**REQUIRED TASK**.
Extract every line in the entries below that contains the string "light", matching case exactly.

— begin MATERIAL FOR THIS EXERCISE —

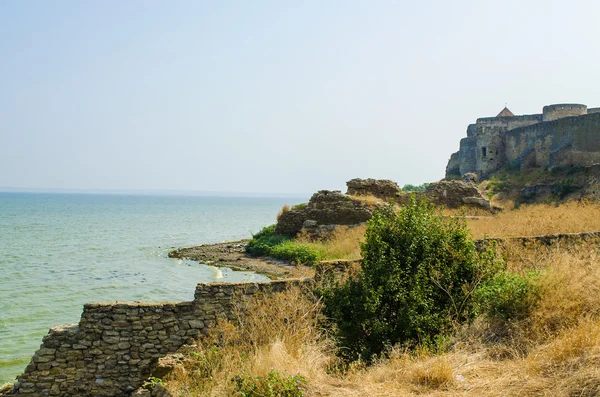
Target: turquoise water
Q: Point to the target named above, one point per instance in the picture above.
(59, 251)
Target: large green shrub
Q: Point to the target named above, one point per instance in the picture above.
(419, 271)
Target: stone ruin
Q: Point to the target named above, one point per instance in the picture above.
(328, 209)
(324, 211)
(117, 346)
(380, 188)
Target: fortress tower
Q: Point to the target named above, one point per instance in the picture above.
(564, 134)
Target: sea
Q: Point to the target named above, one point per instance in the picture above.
(59, 251)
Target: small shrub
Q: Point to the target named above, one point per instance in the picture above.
(282, 211)
(419, 270)
(507, 296)
(564, 187)
(299, 207)
(415, 188)
(272, 385)
(263, 241)
(296, 253)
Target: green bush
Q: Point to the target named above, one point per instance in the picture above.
(296, 253)
(263, 241)
(299, 207)
(507, 296)
(415, 188)
(419, 270)
(267, 243)
(272, 385)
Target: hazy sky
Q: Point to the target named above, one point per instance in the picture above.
(273, 96)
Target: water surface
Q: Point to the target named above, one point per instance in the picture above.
(59, 251)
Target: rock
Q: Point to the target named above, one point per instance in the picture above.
(380, 188)
(456, 194)
(325, 208)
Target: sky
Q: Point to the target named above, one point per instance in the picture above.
(272, 96)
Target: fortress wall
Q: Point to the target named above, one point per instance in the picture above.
(489, 151)
(554, 112)
(115, 346)
(453, 167)
(576, 139)
(467, 155)
(510, 122)
(524, 121)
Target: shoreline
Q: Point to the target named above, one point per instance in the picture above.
(232, 255)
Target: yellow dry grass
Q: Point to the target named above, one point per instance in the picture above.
(343, 243)
(553, 352)
(369, 200)
(539, 219)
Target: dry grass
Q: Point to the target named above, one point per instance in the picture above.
(281, 333)
(555, 351)
(539, 219)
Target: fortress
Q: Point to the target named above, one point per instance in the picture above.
(563, 135)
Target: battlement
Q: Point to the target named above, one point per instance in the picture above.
(559, 111)
(564, 134)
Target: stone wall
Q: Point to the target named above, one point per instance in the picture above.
(555, 112)
(567, 134)
(116, 346)
(380, 188)
(325, 208)
(566, 141)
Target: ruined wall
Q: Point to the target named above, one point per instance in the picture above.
(509, 123)
(325, 208)
(116, 346)
(467, 155)
(568, 135)
(380, 188)
(558, 111)
(565, 141)
(453, 167)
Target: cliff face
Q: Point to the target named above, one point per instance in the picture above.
(565, 135)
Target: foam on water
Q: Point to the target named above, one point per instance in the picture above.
(59, 251)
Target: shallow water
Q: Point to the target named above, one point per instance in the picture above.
(59, 251)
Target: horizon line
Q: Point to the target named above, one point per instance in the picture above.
(148, 192)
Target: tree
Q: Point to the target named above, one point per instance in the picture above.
(419, 270)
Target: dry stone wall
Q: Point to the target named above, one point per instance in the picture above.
(116, 346)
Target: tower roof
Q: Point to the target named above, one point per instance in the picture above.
(505, 113)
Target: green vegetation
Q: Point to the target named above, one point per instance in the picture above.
(508, 296)
(300, 206)
(272, 385)
(415, 188)
(267, 243)
(419, 272)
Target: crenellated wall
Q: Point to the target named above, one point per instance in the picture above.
(565, 134)
(115, 346)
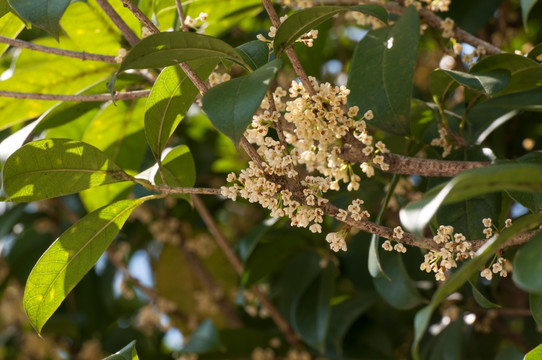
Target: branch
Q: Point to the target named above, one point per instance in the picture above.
(128, 34)
(137, 94)
(50, 50)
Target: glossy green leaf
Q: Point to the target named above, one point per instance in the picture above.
(535, 304)
(204, 339)
(534, 354)
(172, 48)
(526, 7)
(399, 290)
(126, 353)
(481, 299)
(470, 183)
(463, 274)
(45, 14)
(254, 53)
(171, 96)
(231, 105)
(527, 265)
(178, 169)
(343, 316)
(380, 77)
(54, 167)
(444, 81)
(10, 26)
(302, 21)
(314, 308)
(70, 257)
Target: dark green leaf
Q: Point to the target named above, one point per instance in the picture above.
(304, 20)
(526, 6)
(70, 257)
(255, 53)
(126, 353)
(171, 96)
(231, 105)
(470, 183)
(444, 81)
(204, 339)
(535, 354)
(313, 309)
(527, 265)
(172, 48)
(380, 77)
(535, 303)
(56, 167)
(469, 268)
(399, 290)
(45, 14)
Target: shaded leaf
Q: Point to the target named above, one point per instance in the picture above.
(45, 14)
(470, 183)
(385, 59)
(527, 265)
(55, 167)
(302, 21)
(231, 105)
(126, 353)
(70, 257)
(171, 96)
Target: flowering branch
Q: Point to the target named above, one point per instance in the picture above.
(50, 50)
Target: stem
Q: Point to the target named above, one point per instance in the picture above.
(136, 94)
(50, 50)
(128, 34)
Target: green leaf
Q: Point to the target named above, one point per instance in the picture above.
(179, 170)
(535, 354)
(526, 6)
(470, 183)
(204, 339)
(10, 26)
(172, 48)
(231, 105)
(463, 274)
(254, 53)
(311, 317)
(126, 353)
(535, 303)
(481, 299)
(527, 265)
(171, 96)
(117, 130)
(45, 14)
(304, 20)
(385, 59)
(70, 257)
(444, 81)
(399, 290)
(54, 167)
(343, 316)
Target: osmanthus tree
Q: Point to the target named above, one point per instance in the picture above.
(254, 180)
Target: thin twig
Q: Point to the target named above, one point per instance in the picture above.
(136, 94)
(50, 50)
(128, 34)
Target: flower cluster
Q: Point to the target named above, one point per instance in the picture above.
(314, 141)
(398, 233)
(456, 247)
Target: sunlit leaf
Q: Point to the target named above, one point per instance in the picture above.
(70, 257)
(380, 77)
(231, 105)
(55, 167)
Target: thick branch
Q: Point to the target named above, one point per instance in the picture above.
(50, 50)
(137, 94)
(128, 34)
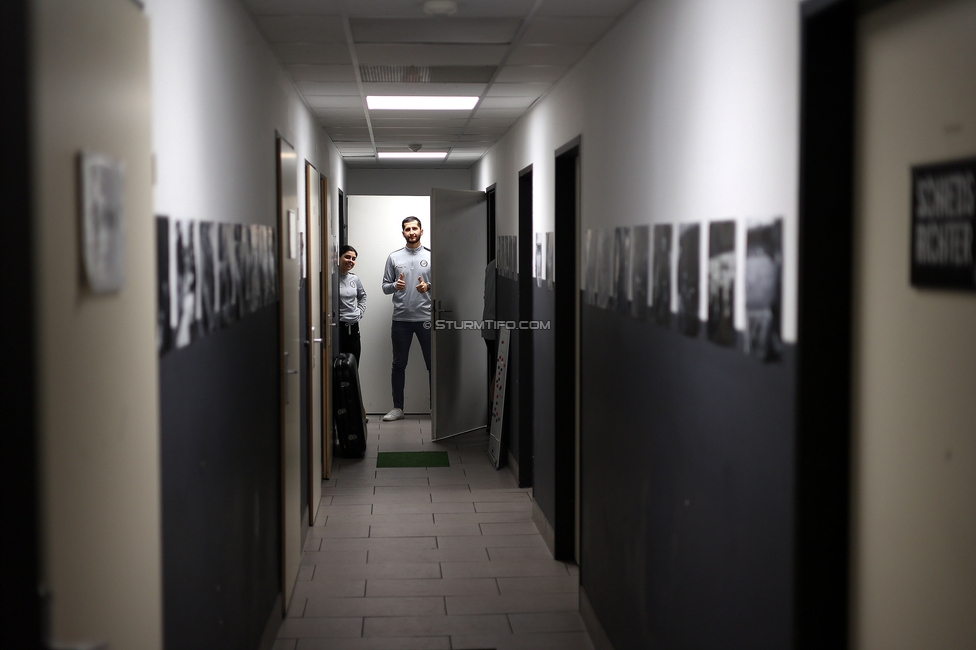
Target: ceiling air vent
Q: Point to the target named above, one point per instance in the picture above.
(426, 74)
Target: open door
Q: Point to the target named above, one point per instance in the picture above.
(313, 337)
(458, 363)
(289, 275)
(327, 276)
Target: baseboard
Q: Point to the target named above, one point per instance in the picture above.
(272, 626)
(544, 527)
(593, 626)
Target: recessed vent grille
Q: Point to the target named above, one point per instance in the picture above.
(426, 74)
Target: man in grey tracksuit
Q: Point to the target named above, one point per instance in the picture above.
(407, 277)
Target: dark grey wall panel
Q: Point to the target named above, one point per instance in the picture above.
(506, 308)
(544, 396)
(687, 479)
(220, 485)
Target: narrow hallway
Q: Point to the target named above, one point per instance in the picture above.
(429, 557)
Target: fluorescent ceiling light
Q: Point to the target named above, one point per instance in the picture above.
(419, 103)
(412, 155)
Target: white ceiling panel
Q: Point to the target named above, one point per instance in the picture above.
(558, 29)
(379, 121)
(469, 90)
(519, 103)
(399, 47)
(499, 113)
(293, 6)
(466, 8)
(426, 30)
(531, 73)
(313, 53)
(426, 115)
(532, 90)
(303, 29)
(585, 7)
(310, 88)
(321, 73)
(335, 101)
(416, 54)
(561, 55)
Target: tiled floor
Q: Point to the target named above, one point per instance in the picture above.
(444, 557)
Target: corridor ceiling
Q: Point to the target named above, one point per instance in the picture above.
(508, 53)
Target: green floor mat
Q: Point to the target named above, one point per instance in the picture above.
(412, 459)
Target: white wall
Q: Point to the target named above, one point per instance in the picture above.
(688, 113)
(375, 232)
(406, 182)
(914, 379)
(97, 377)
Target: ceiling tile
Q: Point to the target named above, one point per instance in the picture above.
(309, 88)
(557, 29)
(531, 90)
(303, 29)
(312, 53)
(293, 6)
(416, 54)
(531, 73)
(563, 55)
(334, 101)
(519, 103)
(466, 8)
(302, 72)
(434, 30)
(469, 90)
(585, 7)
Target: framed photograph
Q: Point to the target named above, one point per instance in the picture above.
(764, 281)
(661, 298)
(689, 261)
(101, 182)
(721, 282)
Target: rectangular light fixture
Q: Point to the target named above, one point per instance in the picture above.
(419, 103)
(412, 155)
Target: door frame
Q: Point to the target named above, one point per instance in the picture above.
(526, 358)
(566, 416)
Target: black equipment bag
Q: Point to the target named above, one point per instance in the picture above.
(347, 401)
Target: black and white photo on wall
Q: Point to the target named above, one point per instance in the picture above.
(589, 267)
(604, 279)
(207, 298)
(639, 247)
(721, 282)
(538, 259)
(764, 280)
(164, 333)
(210, 276)
(661, 261)
(689, 262)
(184, 279)
(101, 181)
(621, 269)
(943, 253)
(228, 275)
(550, 260)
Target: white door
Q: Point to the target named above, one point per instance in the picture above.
(289, 274)
(458, 242)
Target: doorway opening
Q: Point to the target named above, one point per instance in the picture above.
(566, 420)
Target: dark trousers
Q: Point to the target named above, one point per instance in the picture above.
(402, 334)
(349, 340)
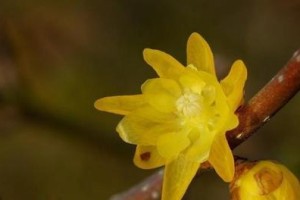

— end MATERIAL FOR THIS EXERCISE —

**ANSWER TO THIS TASK**.
Target: fluorescent ceiling light
Target: rectangular light fixture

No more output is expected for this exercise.